__INSTRUCTIONS TO FOLLOW__. Return exactly the span of lines in the following data that opens with the line containing "Localize the stone post." and closes with the line containing "This endpoint accepts". Include nothing else.

RECORDS SUPPLIED START

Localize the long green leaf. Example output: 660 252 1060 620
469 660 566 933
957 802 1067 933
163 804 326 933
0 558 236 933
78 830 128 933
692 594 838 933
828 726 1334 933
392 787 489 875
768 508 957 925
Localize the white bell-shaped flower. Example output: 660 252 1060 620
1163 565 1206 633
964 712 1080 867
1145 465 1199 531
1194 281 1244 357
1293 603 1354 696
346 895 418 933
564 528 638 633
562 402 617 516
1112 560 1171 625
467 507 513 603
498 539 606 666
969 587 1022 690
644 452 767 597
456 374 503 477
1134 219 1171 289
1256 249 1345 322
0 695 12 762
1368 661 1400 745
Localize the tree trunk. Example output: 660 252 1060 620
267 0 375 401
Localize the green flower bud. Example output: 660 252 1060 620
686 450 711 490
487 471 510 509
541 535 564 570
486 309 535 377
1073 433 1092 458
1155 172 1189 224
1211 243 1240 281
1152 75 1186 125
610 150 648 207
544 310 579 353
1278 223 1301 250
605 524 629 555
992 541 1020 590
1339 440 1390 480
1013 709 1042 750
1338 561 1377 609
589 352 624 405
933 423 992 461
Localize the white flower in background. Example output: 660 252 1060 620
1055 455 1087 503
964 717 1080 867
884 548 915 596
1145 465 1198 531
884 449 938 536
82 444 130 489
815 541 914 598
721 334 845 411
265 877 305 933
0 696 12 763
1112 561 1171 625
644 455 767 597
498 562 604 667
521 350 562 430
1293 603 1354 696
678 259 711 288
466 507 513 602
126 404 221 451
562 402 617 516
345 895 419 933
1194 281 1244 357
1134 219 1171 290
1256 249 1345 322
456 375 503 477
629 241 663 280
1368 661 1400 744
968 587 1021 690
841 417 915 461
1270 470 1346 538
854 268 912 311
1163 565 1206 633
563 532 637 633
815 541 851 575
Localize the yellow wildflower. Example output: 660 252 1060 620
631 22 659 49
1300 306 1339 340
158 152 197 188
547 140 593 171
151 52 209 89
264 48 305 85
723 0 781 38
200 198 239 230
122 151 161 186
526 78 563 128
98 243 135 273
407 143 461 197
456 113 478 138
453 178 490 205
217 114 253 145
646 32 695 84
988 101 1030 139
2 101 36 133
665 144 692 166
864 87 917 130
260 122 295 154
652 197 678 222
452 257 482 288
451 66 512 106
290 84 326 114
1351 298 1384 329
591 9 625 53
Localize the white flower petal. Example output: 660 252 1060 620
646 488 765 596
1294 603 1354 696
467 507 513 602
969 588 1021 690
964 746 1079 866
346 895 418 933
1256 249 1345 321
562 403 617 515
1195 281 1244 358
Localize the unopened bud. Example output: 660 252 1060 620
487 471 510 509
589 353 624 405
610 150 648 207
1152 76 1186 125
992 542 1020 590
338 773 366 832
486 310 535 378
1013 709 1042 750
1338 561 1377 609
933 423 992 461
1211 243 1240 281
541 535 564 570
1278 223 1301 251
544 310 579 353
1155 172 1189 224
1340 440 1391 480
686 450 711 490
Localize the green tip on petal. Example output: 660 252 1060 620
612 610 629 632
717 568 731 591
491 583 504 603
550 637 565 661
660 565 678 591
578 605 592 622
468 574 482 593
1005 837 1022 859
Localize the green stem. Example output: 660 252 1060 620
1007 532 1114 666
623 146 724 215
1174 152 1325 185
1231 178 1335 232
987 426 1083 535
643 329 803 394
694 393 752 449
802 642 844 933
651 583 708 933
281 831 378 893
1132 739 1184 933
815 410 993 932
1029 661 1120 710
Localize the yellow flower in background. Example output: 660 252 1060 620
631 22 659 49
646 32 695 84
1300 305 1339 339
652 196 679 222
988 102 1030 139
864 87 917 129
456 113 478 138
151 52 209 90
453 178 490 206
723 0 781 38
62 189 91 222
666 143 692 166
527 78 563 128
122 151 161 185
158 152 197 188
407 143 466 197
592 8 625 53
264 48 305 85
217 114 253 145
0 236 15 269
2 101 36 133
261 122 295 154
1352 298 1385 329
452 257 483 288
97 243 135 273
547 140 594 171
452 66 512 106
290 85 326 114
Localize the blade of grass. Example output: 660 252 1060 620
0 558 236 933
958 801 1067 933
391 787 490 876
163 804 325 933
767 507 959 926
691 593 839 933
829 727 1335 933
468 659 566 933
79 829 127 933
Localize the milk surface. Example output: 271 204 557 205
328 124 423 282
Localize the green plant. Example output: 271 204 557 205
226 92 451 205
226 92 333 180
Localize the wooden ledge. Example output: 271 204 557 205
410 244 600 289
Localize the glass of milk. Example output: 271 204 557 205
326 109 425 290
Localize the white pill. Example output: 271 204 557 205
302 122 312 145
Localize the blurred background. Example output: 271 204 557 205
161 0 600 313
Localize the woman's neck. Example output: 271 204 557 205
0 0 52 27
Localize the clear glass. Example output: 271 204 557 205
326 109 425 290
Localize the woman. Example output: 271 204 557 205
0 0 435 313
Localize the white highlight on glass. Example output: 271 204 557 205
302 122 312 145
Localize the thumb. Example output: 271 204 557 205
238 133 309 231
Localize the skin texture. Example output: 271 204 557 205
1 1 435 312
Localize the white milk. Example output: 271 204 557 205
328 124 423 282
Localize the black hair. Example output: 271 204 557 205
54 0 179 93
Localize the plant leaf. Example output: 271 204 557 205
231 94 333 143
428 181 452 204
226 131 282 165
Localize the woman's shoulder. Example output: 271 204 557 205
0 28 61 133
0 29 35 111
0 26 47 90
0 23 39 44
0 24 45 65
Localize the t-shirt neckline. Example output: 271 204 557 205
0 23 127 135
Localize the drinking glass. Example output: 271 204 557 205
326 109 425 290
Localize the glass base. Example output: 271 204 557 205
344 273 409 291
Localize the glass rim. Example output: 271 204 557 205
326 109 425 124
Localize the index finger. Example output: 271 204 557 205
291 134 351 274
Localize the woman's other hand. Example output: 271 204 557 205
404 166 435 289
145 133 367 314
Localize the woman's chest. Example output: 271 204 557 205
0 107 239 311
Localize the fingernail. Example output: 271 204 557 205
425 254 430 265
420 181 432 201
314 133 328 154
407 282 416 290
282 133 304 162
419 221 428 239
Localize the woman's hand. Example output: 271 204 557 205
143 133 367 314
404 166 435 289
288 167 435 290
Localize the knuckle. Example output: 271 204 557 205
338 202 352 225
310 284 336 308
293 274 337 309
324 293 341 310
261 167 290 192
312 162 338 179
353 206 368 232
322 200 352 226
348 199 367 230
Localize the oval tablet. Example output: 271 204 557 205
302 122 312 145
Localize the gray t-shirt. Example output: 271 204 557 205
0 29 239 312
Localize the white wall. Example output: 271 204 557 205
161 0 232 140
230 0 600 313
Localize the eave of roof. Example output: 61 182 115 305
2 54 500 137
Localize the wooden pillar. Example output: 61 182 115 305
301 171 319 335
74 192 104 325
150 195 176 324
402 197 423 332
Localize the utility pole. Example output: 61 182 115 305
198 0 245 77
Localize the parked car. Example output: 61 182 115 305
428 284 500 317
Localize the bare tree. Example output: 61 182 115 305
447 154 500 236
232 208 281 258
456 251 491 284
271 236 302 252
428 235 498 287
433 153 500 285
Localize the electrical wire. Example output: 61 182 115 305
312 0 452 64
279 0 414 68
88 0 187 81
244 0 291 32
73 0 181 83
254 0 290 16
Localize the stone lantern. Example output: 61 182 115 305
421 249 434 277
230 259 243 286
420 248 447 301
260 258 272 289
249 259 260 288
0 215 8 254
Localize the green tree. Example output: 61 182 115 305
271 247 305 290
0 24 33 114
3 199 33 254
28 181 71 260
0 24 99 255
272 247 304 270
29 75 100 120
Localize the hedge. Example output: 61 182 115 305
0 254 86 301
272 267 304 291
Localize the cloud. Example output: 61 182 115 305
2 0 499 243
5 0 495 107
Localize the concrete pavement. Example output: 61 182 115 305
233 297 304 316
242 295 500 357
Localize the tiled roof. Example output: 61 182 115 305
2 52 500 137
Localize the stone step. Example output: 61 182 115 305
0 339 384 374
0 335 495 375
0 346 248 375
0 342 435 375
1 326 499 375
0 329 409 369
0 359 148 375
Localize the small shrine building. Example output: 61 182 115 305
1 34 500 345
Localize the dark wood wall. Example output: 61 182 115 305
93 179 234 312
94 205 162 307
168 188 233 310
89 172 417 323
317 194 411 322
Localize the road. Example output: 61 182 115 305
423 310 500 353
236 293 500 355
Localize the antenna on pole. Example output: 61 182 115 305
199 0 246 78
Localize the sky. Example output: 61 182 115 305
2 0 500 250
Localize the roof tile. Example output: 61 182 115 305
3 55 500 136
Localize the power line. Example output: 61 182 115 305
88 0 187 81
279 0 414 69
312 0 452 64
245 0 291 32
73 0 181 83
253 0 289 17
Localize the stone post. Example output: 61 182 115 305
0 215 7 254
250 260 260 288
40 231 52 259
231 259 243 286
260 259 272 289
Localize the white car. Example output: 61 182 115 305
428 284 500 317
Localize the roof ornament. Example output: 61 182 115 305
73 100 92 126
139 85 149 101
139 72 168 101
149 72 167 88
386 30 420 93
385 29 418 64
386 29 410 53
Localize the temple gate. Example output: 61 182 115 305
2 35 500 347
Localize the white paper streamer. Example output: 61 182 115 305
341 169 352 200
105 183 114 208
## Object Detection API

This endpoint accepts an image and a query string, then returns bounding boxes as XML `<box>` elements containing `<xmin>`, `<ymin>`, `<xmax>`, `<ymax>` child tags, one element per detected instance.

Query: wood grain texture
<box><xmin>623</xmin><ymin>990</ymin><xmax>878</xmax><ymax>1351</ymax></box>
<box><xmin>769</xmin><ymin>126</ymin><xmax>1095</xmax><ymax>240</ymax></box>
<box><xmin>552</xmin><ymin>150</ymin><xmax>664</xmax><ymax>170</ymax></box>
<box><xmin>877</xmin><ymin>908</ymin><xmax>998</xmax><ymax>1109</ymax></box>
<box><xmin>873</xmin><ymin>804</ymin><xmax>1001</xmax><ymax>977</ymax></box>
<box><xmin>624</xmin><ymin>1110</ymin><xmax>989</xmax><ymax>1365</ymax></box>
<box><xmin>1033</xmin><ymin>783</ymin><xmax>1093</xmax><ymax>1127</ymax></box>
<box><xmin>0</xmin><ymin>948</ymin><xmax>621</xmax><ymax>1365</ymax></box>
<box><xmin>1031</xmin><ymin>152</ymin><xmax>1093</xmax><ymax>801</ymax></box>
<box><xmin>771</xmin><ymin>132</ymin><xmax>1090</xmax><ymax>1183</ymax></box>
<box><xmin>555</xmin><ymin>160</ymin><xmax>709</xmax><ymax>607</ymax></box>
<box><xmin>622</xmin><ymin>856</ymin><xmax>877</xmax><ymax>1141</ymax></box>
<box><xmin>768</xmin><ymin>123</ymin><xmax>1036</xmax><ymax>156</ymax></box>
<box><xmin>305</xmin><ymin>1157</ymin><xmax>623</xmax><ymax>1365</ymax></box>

RECORDS SUPPLIED END

__SOLUTION TO THE PROBLEM__.
Localize the stone post. Example output: 61 182 115 305
0 215 7 254
250 260 260 288
40 231 52 259
231 259 243 286
260 259 272 289
Localize the white car. Example output: 61 182 115 305
428 284 500 317
Localize the roof ornament. Example output: 61 182 115 305
73 100 92 126
139 85 149 101
139 72 168 101
149 72 167 88
386 30 420 93
385 29 418 64
386 29 410 53
Localize the temple gate. Example output: 61 182 115 305
2 35 500 347
Localize the white paper streamer. Example output: 61 182 115 305
341 169 352 200
105 183 114 208
## Object Detection API

This endpoint accepts an image and a query string, then returns bounding boxes as XML `<box>` elements containing `<xmin>`, `<ymin>`, `<xmax>`, `<ymax>` child tags, one element per detected instance.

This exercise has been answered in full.